Every line of the records below from the line with "Drop a pin on each instance of the fur" up to and including the line with "Drop a pin on each instance of the flag" must be reproduced exactly, and no line outside that range.

··· Provided data

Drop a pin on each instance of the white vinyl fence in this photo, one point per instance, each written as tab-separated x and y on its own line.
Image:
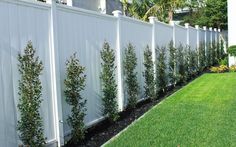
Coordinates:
58	31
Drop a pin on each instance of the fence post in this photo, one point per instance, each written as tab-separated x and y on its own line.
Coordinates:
187	27
205	39
172	23
55	81
210	29
120	94
69	3
153	20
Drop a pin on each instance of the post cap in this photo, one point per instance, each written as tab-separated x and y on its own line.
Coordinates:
152	19
117	13
186	25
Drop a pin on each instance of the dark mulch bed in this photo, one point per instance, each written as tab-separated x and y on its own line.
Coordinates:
105	130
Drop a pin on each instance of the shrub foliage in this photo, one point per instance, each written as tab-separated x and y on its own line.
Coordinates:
172	63
130	63
161	67
30	124
74	84
109	86
149	74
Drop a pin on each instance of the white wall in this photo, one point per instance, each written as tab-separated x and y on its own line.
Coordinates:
180	35
192	38
84	32
164	34
58	31
231	28
139	34
21	22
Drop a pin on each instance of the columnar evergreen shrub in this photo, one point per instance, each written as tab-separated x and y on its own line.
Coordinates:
109	86
149	74
222	48
74	84
161	75
202	57
181	72
193	65
218	51
130	63
209	55
214	55
188	63
172	63
30	124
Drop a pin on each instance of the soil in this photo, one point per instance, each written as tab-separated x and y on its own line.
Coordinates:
105	130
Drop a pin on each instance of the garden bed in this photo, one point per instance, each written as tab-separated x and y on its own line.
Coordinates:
105	130
200	114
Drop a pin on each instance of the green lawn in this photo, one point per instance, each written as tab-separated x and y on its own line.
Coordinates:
202	114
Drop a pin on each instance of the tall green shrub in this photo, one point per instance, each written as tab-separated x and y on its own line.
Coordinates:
214	55
161	75
193	63
74	84
149	74
187	64
130	63
209	55
172	63
30	124
109	86
201	57
181	72
222	48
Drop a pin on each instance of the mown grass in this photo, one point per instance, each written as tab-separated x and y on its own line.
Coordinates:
202	114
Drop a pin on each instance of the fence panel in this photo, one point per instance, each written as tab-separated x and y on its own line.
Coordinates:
84	32
193	38
180	35
139	34
164	34
21	22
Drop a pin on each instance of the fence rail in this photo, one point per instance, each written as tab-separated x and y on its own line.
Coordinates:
57	32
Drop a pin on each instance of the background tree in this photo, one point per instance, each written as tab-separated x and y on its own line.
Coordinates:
109	86
74	84
211	13
130	63
30	124
149	74
161	75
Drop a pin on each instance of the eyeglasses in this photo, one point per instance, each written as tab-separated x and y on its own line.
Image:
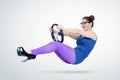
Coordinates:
84	23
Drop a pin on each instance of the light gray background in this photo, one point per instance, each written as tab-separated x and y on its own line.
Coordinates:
26	23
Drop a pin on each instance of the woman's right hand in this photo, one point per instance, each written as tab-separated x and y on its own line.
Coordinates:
60	27
51	30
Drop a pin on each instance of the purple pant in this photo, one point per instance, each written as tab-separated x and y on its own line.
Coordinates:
64	52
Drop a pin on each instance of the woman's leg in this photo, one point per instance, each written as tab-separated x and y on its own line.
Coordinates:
63	51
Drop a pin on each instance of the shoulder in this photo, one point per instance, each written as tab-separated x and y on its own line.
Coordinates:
90	34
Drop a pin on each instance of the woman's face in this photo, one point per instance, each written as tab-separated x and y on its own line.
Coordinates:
86	25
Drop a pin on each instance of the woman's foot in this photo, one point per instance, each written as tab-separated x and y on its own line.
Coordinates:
22	52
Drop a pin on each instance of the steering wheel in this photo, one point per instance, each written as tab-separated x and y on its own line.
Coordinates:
55	35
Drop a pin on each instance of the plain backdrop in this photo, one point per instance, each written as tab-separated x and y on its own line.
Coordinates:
26	23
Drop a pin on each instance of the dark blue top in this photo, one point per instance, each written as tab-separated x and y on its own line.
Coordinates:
83	48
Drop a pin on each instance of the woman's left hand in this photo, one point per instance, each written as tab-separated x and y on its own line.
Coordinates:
60	27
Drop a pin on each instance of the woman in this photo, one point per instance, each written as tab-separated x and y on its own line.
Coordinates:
85	40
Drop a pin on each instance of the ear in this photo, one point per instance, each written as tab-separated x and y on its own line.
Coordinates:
91	24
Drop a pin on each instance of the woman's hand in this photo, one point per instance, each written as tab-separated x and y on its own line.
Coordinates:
51	30
60	27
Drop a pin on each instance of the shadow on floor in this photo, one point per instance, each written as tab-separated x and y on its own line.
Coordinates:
69	72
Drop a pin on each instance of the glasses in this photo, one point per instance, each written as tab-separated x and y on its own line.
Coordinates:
83	23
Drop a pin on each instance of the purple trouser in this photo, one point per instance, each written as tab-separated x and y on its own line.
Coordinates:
64	52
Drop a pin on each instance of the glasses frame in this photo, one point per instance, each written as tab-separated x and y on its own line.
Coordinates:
83	23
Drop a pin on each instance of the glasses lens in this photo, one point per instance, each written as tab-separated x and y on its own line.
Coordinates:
83	23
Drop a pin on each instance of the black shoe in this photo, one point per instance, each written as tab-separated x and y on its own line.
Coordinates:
22	52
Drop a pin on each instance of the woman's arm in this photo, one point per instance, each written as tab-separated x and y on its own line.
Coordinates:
73	33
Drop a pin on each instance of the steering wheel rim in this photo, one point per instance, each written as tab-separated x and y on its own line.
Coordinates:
59	34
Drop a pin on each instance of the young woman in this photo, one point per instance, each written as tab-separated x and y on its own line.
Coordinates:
85	40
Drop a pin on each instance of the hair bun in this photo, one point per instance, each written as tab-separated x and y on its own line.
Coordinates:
92	17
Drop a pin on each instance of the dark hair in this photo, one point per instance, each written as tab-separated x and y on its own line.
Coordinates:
90	18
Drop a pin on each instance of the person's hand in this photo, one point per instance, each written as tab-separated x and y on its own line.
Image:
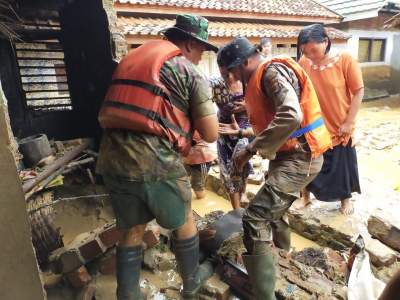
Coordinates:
241	158
239	106
345	132
229	129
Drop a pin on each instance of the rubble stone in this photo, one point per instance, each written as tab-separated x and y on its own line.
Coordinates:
157	259
216	289
108	263
325	230
295	280
151	238
84	248
109	235
79	277
385	229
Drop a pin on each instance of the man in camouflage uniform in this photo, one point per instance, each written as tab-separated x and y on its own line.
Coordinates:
145	175
264	221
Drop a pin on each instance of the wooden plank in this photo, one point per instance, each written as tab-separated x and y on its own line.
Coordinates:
41	63
40	54
41	72
45	79
48	102
48	87
42	95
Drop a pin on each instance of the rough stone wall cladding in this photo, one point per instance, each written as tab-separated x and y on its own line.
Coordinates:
119	44
380	77
19	267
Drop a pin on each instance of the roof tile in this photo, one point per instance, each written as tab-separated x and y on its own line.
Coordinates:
152	26
280	7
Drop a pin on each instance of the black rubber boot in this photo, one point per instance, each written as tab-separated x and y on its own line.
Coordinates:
129	263
261	271
187	257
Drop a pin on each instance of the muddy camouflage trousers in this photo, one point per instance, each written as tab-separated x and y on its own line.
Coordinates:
265	219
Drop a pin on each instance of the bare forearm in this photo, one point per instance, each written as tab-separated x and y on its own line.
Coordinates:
355	107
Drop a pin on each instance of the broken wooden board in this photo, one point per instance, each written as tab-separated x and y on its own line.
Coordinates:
385	228
321	275
210	203
325	226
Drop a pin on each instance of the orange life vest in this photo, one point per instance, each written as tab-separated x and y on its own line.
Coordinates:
261	112
200	153
138	101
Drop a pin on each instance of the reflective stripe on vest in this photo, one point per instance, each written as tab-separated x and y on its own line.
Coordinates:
149	114
314	125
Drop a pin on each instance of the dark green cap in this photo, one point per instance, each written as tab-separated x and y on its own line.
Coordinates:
193	26
235	53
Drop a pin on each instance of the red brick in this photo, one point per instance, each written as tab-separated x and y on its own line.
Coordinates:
151	239
108	264
79	278
91	249
110	235
65	260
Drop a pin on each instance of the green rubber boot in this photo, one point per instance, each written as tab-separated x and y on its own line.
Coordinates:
129	263
261	271
281	236
193	274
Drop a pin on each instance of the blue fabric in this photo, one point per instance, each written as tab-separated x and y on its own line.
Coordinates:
317	123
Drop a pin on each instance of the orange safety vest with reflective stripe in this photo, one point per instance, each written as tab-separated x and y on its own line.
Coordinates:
261	112
138	101
200	153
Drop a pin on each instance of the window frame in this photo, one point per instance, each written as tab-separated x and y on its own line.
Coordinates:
370	42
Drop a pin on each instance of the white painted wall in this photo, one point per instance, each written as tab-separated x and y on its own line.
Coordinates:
389	49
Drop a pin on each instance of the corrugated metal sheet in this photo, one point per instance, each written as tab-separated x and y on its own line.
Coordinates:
347	8
43	75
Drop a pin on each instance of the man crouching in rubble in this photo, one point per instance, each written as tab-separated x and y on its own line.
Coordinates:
156	100
284	112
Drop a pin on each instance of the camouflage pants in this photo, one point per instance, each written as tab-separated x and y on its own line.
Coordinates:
265	216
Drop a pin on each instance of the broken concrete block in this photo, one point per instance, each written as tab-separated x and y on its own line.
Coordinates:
87	293
83	249
91	248
257	178
65	260
109	235
380	254
151	238
216	289
79	277
156	259
108	263
386	229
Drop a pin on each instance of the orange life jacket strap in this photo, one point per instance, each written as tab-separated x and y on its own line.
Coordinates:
154	89
149	114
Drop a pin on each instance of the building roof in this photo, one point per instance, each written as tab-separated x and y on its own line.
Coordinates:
393	22
359	9
275	7
152	27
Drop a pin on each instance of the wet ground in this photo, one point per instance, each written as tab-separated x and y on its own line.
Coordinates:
379	165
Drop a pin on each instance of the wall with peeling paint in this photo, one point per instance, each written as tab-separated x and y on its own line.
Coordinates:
19	273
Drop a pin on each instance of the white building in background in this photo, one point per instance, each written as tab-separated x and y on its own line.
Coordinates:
373	44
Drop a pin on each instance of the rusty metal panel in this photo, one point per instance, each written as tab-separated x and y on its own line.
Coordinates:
43	75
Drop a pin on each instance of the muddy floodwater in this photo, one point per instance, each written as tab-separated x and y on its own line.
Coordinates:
378	148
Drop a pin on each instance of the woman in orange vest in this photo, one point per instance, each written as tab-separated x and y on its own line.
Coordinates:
284	112
338	82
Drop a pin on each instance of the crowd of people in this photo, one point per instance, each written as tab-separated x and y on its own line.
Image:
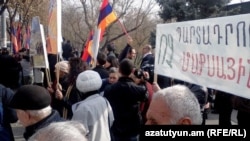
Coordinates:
108	102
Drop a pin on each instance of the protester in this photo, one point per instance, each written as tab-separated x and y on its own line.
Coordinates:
111	50
175	105
71	95
141	78
61	71
111	62
101	60
128	51
61	131
113	78
94	111
67	51
124	97
32	104
147	55
7	115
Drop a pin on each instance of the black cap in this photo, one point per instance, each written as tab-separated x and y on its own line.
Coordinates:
31	97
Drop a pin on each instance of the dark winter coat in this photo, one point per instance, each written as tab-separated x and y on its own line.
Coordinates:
124	97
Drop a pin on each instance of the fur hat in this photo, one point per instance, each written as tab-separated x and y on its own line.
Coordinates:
63	66
88	81
30	97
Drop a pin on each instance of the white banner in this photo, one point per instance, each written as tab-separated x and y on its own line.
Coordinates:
212	52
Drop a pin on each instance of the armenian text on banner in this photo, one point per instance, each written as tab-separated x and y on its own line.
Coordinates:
212	52
54	27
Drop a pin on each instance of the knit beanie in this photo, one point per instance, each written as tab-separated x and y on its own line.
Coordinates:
88	81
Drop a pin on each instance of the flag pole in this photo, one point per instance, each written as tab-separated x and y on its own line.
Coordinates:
123	28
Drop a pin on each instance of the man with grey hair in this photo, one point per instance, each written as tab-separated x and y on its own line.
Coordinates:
32	104
61	131
175	105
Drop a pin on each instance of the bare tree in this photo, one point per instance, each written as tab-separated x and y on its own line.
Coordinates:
131	14
23	11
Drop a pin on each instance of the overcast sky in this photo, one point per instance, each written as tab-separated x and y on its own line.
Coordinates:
237	1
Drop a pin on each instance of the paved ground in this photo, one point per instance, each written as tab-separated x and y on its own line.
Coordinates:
212	120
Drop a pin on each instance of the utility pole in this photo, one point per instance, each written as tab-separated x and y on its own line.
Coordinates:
3	30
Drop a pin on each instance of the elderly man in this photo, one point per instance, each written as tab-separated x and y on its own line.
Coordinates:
175	105
61	131
32	104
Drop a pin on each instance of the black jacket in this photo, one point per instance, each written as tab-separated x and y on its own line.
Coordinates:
124	97
7	115
32	129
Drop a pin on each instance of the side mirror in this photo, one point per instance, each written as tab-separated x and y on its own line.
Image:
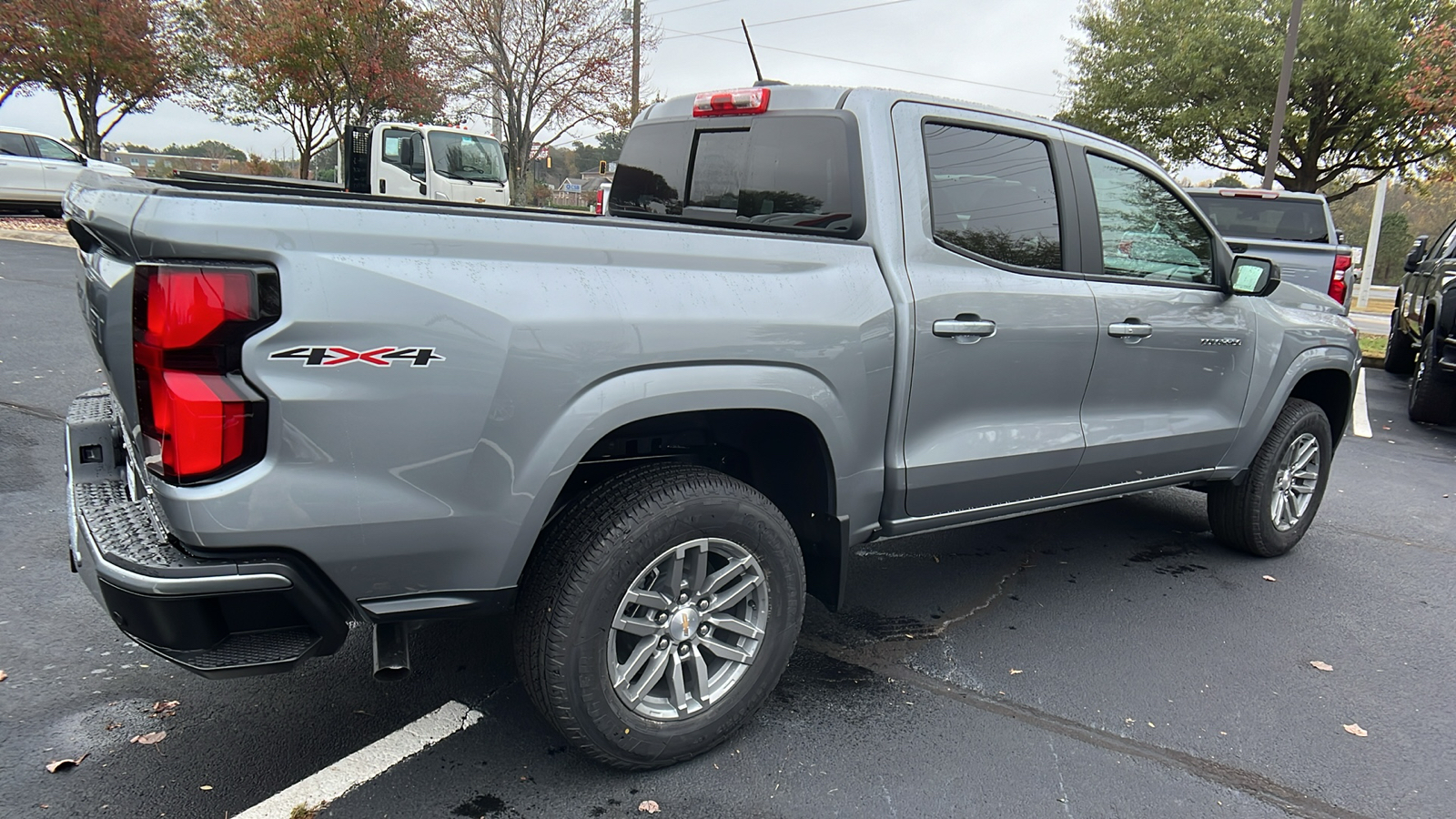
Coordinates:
1417	254
1254	276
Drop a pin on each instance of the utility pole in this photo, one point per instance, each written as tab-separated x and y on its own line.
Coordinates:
637	57
1281	99
1372	245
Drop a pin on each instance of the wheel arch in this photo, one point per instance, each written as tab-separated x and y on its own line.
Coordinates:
783	430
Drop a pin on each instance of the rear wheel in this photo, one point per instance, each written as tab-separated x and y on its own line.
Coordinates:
1433	392
660	614
1400	351
1274	506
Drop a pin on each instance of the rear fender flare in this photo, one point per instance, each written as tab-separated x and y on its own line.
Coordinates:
662	390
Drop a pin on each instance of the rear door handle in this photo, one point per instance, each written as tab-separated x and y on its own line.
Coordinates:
950	329
1130	329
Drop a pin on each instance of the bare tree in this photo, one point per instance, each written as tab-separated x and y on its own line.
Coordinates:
553	65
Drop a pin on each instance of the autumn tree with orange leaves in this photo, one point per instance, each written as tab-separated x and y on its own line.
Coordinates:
536	69
313	67
104	58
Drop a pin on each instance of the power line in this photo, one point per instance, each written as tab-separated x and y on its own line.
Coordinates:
871	65
800	18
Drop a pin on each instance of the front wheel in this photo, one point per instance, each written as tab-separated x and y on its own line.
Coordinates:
1433	394
1273	508
1400	351
660	614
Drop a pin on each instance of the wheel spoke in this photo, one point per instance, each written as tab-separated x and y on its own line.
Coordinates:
735	593
679	687
735	625
725	651
655	601
630	668
654	672
701	676
724	574
635	625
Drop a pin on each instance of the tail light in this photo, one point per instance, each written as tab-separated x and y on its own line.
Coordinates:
200	420
732	102
1339	285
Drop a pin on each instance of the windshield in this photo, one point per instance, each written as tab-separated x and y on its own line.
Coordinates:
1280	219
463	157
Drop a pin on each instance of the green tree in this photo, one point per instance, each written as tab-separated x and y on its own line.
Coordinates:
1190	85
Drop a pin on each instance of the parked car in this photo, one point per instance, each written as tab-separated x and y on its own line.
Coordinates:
35	169
822	317
1296	230
1423	329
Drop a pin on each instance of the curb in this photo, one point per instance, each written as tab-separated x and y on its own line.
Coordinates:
57	238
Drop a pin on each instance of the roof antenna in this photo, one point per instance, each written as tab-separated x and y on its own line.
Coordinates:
756	70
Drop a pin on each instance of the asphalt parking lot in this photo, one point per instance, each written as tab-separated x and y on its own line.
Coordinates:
1106	661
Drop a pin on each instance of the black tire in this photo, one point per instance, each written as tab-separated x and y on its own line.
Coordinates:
1433	394
1242	516
575	589
1400	351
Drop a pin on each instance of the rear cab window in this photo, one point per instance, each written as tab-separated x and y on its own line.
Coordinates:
1257	216
794	172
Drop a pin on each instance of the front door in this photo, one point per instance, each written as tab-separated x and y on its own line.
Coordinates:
1004	325
21	175
1174	353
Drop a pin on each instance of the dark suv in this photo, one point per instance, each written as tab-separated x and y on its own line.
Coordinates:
1423	329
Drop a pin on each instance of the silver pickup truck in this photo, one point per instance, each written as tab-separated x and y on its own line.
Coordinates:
1292	229
815	317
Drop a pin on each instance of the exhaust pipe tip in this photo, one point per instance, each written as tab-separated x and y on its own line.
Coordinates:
390	652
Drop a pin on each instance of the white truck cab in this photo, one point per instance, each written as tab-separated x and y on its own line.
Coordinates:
437	162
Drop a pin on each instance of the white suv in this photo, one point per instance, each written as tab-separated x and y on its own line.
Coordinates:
35	169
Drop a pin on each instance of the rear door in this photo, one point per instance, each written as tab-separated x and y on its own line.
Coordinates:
21	175
1005	327
1174	353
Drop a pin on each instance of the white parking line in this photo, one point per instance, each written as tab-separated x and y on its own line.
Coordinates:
368	763
1361	414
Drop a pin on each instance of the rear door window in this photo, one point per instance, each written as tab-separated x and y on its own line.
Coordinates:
794	172
994	196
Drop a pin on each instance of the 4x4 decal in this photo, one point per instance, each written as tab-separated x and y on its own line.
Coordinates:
380	358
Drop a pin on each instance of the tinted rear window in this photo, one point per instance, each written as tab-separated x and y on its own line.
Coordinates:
1281	219
793	172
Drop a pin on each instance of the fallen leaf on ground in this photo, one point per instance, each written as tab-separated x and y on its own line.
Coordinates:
62	763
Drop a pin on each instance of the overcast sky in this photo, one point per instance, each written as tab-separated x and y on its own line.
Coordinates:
1005	55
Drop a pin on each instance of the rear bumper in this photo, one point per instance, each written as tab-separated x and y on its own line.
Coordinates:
215	617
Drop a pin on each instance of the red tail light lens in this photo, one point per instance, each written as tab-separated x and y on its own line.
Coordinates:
1337	278
200	420
732	102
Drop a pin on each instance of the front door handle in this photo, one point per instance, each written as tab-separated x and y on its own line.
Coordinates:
1130	329
950	329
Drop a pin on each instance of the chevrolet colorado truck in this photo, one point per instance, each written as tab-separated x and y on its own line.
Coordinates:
1423	329
814	317
1292	229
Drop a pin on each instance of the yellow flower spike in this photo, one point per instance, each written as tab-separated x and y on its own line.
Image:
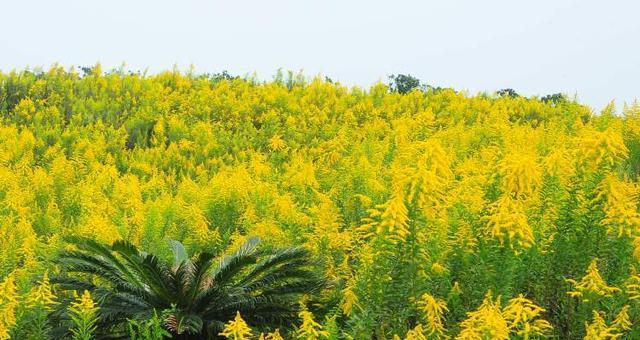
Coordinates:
433	310
416	334
507	221
236	329
486	322
622	322
591	283
524	318
41	294
310	329
8	304
599	330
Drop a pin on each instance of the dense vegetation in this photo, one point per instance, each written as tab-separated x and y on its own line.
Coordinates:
428	213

······

* **Output below**
Drop a pin on each instance of the fur hat in this photo, one point per instance, each written as tab-separated x and y on its own line.
Coordinates:
63	66
88	81
30	97
Drop a pin on each instance of the white banner in this photo, one point per instance, each written as tab-separated x and y on its own line.
Coordinates:
212	52
Drop a pin on each instance of the armenian text on banner in this photo, one point per instance, each written as tab-separated x and y on its own line.
Coordinates:
212	52
54	27
Drop a pin on each instance of the knit beanie in this photo, one point per instance, each written as tab-separated x and y on its own line.
Coordinates:
88	81
Drop a pin on each instance of the flag pole in this photo, one point per instance, each written as tab-separated x and y on its own line.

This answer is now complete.